I put a note here because I have just been thinking about something similar.
Your suggested method (doing a nearest neighbour search during the merge) does seem possible. The issue about there being different sizes between the two clouds being merged does not seem to be an issue if you do a radius search based on some desirable resolution rather than a search for 1 neighbour.
To manage your case 1, you could try merging all the clouds then downsampling with a voxel grid e.g. pcl::VoxelGrid before the triangulation (this would be the easiest way but may not be what you want).

SUPPLIED INFORMATION:

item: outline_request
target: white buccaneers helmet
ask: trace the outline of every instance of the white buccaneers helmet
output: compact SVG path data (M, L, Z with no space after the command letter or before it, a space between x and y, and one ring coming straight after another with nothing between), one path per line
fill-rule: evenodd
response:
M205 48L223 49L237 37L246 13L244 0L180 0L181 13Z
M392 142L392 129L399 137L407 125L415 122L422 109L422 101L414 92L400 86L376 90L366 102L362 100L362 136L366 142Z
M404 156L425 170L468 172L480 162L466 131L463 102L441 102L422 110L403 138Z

TASK REQUIREMENTS:
1 > In the reply about merging point clouds, what steps does the suggestion for case 1 list, in order?
2 > How would the reply about merging point clouds go on after its final sentence? Write the next few sentences in the same voice.

OUTPUTS FOR THE TASKS:
1 >
1. Merge all the clouds.
2. Downsample with a voxel grid, e.g. pcl::VoxelGrid.
3. Triangulate.

2 >
The algorithm encapsulated in pcl::GreedyProjectionTriangulation seems to be mostly described in the below paper [1]. In that paper they also describe an incremental mesh update procedure which is a minor change to the algorithm (they remove triangles close to a new point and start the greedy triangulation again). As far as I know, this has not been implemented in PCL but shouldn't be too difficult. This would correspond to your case 2. However, the mesh you get out would depend on the order in which you merged the clouds. Because it is a time investment I would suggest trying the point-based merging first.
[1] Marton, Z. C., R. B. Rusu, and M. Beetz. 2009. “On Fast Surface Reconstruction Methods for Large and Noisy Point Clouds.” In IEEE International Conference On Robotics and Automation, 3218–3223. http://ieeexplore.ieee.org/xpls/abs_all.jsp?arnumber=5152628.